-------- Passage cité --------
Comment des ingénieurs de YouTube ont tué Internet Explorer 6 en 2009

Un excellent article du blog du moderateur écrit par Thomas Coëffé / Publié le 6 mai 2019 à 21h29

Un ancien ingénieur de YouTube dévoile le stratagème mis en place en 2009 pour précipiter la chute d’Internet Explorer 6. Une histoire fascinante.


YouTube a précipité la chute d’Internet Explorer 6 en juillet 2009. Crédits : capture W3Counter annotée par Chris Zacharias.

Internet Explorer 6, un navigateur (trop) populaire en 2009

Nous sommes en juillet 2009. Du côté des navigateurs web, Internet Explorer domine largement ses concurrents. Les utilisateurs utilisent majoritairement Internet Explorer 7, mais la sixième version reste très populaire. Internet Explorer 6, c’est le navigateur que tous les professionnels du web ont aimé détester. Si beaucoup de personnes ont découvert le web grâce à IE6, les webmasters et les développeurs de l’époque se sont arrachés les cheveux pour concevoir des interfaces compatibles avec Internet Explorer 6.

Un plan pour précipiter la chute d’Internet Explorer 6

La plupart des développeurs ont subi, dans un silence relatif, les contraintes techniques associées à Internet Explorer 6. Ils n’avaient pas vraiment le choix : vu la part de marché du navigateur, ils se devaient de proposer des interfaces compatibles avec IE6. Mais d’autres ont décidé d’agir, comme le raconte Chris Zacharias.

À l’époque, il était ingénieur chez YouTube. Avec ses collègues, il a échafaudé un plan qui a précipité la chute d’Internet Explorer 6. Dès juillet 2009, une bannière d’information fut affichée aux 18% d’internautes qui accédaient à YouTube via Internet Explorer 6. Une bannière très visible et assez anxiogène.

Nous ne supporterons bientôt plus votre navigateur. Merci de passer sur un navigateur plus moderne.

Les internautes étaient ensuite invités à mettre à jour leur navigateur (pour passer sur Internet Explorer 8), télécharger Firefox 3.5… ou télécharger Chrome, évidemment.

YouTube : la bannière qui invitait les utilisateurs d’IE6 à passer sur IE8, Firefox ou Chrome. Crédits : Chris Zacharias.
-------- Données fournies --------
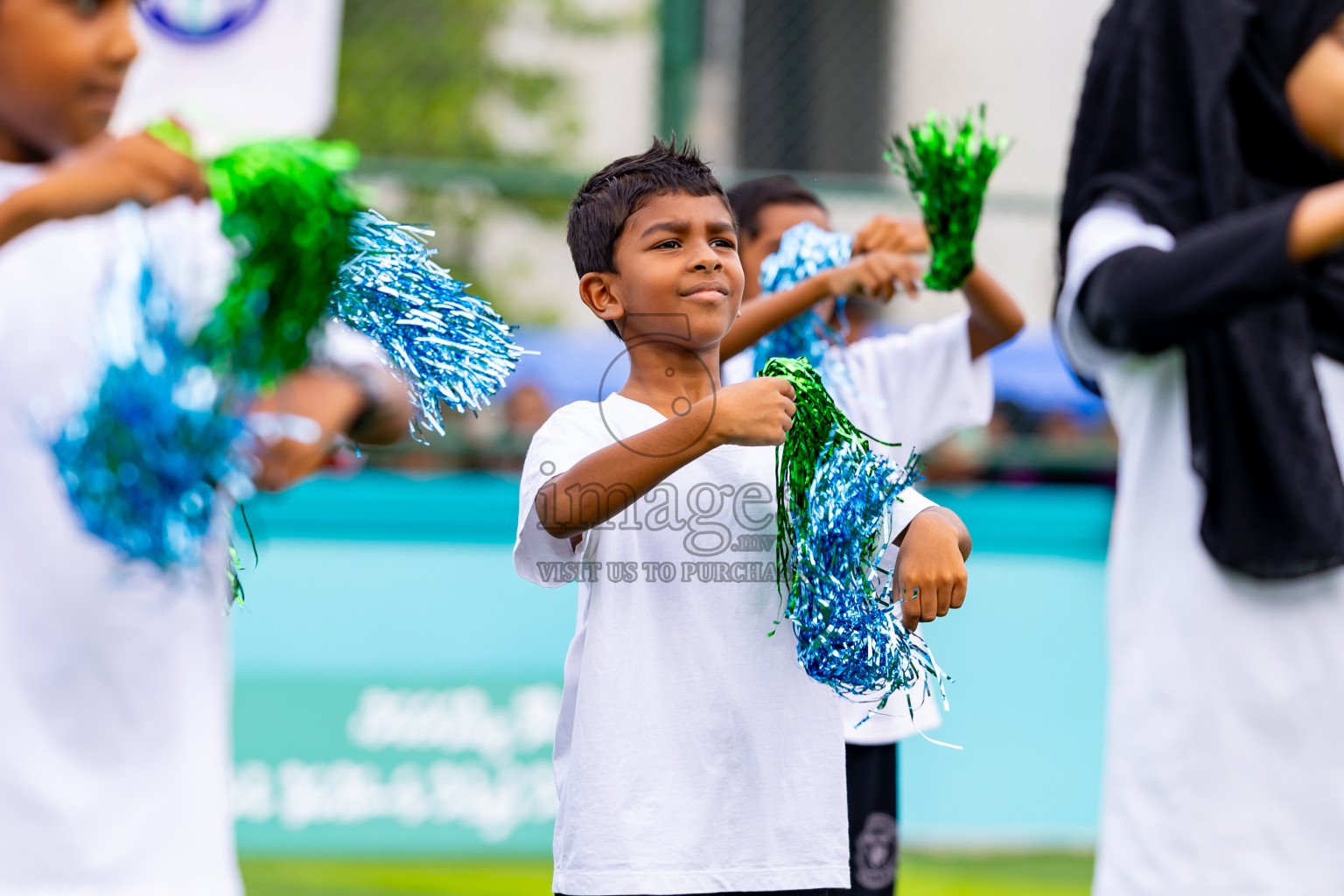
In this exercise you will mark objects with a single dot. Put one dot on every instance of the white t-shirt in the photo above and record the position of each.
(115, 751)
(915, 388)
(1225, 770)
(692, 754)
--------
> _Consigne écrite 1_
D'après l'article sur Internet Explorer 6, quelle part des internautes accédaient à YouTube avec ce navigateur quand la bannière a été affichée ?
> _Consigne écrite 2_
Reprenez l'article sur Internet Explorer 6 et poursuivez-le après sa dernière phrase.

> _Résultat obtenu 1_
18 % des internautes.

> _Résultat obtenu 2_
Une initiative de l’équipe de développement web

L’ancien ingénieur se justifie : « IE6 a été un fléau pour notre équipe de développement web. Au moins une à deux semaines de chaque sprint majeur étaient dédiées à la réparation des nouvelles interfaces, buguées sur Internet Explorer 6. Malgré cela, on nous demandait de continuer à prendre en charge IE6 car nos utilisateurs pourraient ne pas être en mesure de mettre à jour leur navigateur ou pourraient travailler sur des environnements verrouillés, en entreprise ». Il poursuit : « une idée a surgi et rapidement capté l’attention de [l’équipe de développement web]. Au lieu d’arrêter de prendre en charge IE6, que se passerait-il si nous laissions seulement planer la menace ? Comment réagiraient les utilisateurs ? Se révolteraient-ils contre YouTube […] ? Ou deviendraient-ils soudainement de puissants avocats des navigateurs modernes ? »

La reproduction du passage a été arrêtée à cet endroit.